Passage shown:
....

Personal information
- Full name: Lucien Emile Boullemier
- Date of birth: 1877
- Place of birth: Stoke-upon-Trent, England
- Date of death: 9 January 1949 (age 72)
- Place of death: Newcastle-under-Lyme, England
- Position: Right-half

Youth career
- Stoke Alliance
- Chesterton White Star
- Stone Town

Senior career*
- Years: Team / Apps / (Gls)
- 1896: Stoke / 7 / (0)
- 1897–1902: Burslem Port Vale / 152 / (6)
- Philadelphia Hibernian
- 1905: Northampton Town
- 1905: Burslem Port Vale / 1 / (0)
- Northern Nomads
- North Staffs Nomads
- Total:  / 160+ / (6+)

= Lucien Boullemier =

Footballer and ceramic artist

Lucien Emile Boullemier (1877 – 9 January 1949) was an English footballer and ceramic designer. A right-half, he played competitively for Stoke, Burslem Port Vale, Philadelphia Hibernian (United States), Northampton Town, and Northern Nomads. He was the younger brother of Leon Boullemier, also an accomplished sportsman.

==Career==
The son of the French-born ceramic artist Antonin Boullemier, who had escaped the Paris Commune and moved to Stoke in 1872 to work as a decorator at Minton's factory, Lucien Boullemier worked as a ceramic artist and painter. He played for Stoke Alliance, Chesterton White Star and Stone Town before joining Stoke in August 1896. He played in seven First Division matches for the "Potters" during the 1896–97 season. He then signed for Burslem Port Vale in the summer of 1897. He played all 45 games of the 1898–99 season, and helped the Vale to a ninth-place finish in the Second Division and to win the Staffordshire Senior Cup. He played 41 games in the 1899–1900 campaign, and scored his first league goal in a 1–0 win over Luton Town at the Athletic Ground. He also scored goals in home wins over Burton Swifts and Newton Heath. He played 32 matches in the 1900–01 season, scoring goals in home wins over Blackpool and Chesterfield. He made 41 appearances in the 1901–02 campaign, playing every one of the club's 34 league games. He claimed the only goal against Leicester Fosse at Filbert Street. Also, he scored past Wrexham in an FA Cup qualifier. After eight games in the 1902–03 season, he announced his retirement from football to concentrate on his artwork. He emigrated to the United States, where he played for Philadelphia Hibernian, and worked for the Lenox China factory in New Jersey.

....

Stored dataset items
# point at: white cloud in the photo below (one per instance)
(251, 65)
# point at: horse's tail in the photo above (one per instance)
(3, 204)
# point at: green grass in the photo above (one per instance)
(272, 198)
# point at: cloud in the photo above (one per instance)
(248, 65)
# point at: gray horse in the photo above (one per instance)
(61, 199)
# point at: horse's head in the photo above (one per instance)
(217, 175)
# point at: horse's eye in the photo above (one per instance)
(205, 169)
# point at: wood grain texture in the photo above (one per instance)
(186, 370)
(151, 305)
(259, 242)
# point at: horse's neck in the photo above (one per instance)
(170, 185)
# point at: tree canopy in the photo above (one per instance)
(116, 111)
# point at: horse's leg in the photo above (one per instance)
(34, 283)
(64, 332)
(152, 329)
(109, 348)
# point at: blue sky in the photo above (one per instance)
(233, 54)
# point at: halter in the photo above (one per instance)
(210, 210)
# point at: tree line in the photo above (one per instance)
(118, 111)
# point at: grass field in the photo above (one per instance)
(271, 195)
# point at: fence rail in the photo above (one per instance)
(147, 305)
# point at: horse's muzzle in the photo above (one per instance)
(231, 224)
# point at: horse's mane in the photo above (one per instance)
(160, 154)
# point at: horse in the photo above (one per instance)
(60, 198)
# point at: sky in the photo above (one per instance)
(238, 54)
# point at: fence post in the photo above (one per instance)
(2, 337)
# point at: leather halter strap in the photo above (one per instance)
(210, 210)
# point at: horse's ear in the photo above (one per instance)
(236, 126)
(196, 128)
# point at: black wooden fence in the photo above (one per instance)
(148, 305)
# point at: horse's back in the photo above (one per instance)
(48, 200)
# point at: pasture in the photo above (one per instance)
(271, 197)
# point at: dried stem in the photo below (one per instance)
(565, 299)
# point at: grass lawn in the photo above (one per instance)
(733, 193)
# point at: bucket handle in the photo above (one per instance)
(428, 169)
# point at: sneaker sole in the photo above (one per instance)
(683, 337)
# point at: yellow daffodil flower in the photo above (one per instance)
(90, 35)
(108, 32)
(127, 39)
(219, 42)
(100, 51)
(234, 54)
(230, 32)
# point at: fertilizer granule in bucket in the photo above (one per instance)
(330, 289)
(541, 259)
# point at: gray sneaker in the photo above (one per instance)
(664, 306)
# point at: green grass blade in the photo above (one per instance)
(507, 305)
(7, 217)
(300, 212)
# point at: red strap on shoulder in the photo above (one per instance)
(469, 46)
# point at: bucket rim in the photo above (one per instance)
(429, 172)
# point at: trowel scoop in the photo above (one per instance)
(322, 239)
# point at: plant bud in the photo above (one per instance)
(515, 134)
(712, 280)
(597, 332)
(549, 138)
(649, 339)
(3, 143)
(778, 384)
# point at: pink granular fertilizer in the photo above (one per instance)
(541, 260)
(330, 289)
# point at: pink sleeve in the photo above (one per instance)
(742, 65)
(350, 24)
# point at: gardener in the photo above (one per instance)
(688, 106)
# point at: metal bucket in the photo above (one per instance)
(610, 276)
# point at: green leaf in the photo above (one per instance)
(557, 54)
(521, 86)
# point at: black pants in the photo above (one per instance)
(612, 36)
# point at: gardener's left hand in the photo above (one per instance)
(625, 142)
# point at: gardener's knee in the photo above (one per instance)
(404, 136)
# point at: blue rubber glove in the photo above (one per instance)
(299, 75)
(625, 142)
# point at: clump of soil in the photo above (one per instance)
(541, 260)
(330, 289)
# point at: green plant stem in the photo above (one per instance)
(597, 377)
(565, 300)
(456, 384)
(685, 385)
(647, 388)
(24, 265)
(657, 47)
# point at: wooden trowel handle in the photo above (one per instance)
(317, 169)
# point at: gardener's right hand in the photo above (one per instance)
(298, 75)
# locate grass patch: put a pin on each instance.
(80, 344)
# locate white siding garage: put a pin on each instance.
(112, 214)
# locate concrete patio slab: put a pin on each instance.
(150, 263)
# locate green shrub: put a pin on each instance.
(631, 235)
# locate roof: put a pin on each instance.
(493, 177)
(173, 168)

....

Exercise details: Can you sum up the passage about Lucien Boullemier in two sentences?

Your solution: Lucien Emile Boullemier (1877–1949), son of the French-born ceramic artist Antonin Boullemier, was an English footballer and ceramic designer who played as a right-half for Stoke, Burslem Port Vale, Philadelphia Hibernian, Northampton Town and Northern Nomads. He joined Stoke in 1896 and signed for Burslem Port Vale in 1897, then announced his retirement during the 1902–03 season to concentrate on his artwork before emigrating to the United States, where he played for Philadelphia Hibernian and worked for the Lenox China factory in New Jersey.